(Entries from a point annotation set)
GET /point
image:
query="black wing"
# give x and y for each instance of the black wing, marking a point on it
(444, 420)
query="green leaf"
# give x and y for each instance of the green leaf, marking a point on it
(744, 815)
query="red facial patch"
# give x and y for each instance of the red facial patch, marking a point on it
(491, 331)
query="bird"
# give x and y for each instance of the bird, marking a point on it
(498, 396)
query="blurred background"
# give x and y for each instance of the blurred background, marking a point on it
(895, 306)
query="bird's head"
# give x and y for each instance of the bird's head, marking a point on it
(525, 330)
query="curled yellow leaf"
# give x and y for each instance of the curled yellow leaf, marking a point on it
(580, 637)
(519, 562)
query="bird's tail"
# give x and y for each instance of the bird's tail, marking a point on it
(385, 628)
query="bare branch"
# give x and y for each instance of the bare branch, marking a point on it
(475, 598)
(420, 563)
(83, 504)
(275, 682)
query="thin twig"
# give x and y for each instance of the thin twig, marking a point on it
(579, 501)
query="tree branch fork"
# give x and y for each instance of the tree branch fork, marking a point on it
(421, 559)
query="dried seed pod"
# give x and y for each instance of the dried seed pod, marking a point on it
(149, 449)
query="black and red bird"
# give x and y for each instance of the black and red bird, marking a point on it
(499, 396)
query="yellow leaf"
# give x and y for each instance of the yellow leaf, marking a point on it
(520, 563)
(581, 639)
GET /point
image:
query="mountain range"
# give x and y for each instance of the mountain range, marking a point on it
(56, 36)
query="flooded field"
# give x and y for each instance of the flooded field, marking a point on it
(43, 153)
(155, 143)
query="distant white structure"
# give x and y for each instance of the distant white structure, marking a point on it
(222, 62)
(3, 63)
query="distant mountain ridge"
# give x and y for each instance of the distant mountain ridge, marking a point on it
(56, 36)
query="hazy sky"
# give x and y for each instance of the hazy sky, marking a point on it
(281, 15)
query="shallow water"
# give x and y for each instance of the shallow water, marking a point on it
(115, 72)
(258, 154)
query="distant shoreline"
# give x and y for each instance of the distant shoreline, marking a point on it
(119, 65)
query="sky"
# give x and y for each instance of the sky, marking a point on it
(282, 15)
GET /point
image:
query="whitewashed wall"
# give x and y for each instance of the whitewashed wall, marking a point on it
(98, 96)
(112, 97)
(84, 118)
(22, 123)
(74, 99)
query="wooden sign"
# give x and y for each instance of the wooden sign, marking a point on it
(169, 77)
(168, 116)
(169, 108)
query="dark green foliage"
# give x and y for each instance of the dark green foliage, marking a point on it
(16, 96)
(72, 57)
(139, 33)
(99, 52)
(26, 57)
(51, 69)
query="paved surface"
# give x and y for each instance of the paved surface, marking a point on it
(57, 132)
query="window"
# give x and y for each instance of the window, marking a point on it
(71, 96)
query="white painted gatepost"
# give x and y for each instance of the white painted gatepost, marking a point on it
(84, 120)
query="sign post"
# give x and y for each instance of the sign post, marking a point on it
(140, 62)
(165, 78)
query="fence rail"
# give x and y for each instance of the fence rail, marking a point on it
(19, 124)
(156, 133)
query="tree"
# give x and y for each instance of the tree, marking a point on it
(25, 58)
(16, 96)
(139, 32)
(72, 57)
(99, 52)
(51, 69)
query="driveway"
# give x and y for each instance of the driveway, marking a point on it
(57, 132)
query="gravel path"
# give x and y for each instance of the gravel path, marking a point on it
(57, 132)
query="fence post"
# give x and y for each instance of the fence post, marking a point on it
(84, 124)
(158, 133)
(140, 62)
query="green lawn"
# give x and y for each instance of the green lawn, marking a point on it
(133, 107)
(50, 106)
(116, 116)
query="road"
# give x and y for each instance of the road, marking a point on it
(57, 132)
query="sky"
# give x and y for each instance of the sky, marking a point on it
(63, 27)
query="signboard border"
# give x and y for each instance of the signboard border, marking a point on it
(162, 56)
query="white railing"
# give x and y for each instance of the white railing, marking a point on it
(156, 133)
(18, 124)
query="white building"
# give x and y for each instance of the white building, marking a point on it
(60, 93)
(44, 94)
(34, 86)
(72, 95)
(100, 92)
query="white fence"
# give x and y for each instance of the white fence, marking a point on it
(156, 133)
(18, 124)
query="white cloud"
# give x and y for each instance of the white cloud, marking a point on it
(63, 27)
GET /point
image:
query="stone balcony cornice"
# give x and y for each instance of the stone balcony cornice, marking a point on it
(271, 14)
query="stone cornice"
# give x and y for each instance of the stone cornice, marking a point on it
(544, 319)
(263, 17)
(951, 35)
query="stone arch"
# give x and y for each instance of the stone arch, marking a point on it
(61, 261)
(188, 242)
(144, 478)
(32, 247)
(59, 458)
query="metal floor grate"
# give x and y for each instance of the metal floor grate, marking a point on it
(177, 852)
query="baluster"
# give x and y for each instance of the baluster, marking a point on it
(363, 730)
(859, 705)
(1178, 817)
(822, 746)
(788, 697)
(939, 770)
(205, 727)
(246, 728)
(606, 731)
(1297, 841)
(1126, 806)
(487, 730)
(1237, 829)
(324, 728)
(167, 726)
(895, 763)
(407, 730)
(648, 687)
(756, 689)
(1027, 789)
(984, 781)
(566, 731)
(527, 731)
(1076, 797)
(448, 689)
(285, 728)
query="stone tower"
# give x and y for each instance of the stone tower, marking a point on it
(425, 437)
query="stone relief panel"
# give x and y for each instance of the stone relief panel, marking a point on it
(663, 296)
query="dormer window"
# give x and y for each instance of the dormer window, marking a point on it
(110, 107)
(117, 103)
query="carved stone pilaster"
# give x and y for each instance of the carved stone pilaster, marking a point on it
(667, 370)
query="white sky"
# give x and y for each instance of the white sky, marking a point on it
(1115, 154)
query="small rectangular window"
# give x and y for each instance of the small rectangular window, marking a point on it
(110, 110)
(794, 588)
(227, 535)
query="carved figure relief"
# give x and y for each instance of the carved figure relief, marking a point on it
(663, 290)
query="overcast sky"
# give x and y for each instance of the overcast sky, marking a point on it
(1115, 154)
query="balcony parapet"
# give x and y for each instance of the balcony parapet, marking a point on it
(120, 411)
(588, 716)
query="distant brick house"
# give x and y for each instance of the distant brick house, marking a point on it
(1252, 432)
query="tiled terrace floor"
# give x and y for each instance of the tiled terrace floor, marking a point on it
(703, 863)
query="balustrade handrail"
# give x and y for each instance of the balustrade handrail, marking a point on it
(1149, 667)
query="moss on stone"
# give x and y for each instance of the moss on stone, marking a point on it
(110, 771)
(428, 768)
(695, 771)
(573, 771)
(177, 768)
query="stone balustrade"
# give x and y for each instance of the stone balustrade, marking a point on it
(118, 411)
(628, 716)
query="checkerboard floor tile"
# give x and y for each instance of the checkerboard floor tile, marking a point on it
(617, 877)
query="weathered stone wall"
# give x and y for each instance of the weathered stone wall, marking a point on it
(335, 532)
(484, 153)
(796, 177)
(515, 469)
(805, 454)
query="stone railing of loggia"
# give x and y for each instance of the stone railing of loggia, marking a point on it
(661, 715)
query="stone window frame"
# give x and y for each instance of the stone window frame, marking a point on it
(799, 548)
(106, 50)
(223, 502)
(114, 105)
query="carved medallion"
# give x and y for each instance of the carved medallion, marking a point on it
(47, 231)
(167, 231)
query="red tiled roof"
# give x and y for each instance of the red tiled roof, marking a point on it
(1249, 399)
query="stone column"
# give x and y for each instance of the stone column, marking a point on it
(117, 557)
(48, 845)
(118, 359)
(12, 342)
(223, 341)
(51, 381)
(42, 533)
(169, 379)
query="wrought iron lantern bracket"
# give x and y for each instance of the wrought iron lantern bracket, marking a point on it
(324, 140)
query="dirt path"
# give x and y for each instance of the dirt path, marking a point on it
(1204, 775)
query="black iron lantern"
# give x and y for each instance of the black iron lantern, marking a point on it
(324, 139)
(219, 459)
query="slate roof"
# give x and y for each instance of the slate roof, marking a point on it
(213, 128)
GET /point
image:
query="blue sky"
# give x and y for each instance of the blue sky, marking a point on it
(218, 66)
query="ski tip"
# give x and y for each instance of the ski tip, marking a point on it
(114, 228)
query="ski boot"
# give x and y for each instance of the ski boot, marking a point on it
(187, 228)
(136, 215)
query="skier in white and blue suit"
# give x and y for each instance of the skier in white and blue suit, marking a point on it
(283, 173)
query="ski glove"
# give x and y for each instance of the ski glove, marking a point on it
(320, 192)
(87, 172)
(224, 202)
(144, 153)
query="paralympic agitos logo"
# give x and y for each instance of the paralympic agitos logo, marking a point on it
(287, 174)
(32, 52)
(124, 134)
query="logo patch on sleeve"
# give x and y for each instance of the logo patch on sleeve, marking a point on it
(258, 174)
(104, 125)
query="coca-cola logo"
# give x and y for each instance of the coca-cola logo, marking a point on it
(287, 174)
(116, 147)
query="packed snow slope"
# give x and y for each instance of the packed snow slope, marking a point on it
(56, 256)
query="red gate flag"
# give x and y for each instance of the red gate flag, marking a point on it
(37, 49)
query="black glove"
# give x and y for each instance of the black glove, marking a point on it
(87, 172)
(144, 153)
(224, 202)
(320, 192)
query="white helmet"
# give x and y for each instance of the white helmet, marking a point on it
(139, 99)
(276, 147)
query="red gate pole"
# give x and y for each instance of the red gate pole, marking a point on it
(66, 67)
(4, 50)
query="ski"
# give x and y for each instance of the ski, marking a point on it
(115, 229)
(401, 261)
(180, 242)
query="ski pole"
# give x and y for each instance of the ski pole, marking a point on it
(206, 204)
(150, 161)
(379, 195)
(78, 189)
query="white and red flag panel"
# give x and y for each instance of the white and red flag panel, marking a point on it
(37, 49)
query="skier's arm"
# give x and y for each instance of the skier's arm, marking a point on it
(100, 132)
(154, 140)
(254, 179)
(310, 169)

_Exercise:_
Report how many lines of the items above contain the string "balcony", treating case as significant, and give only the number.

_Expected answer:_
4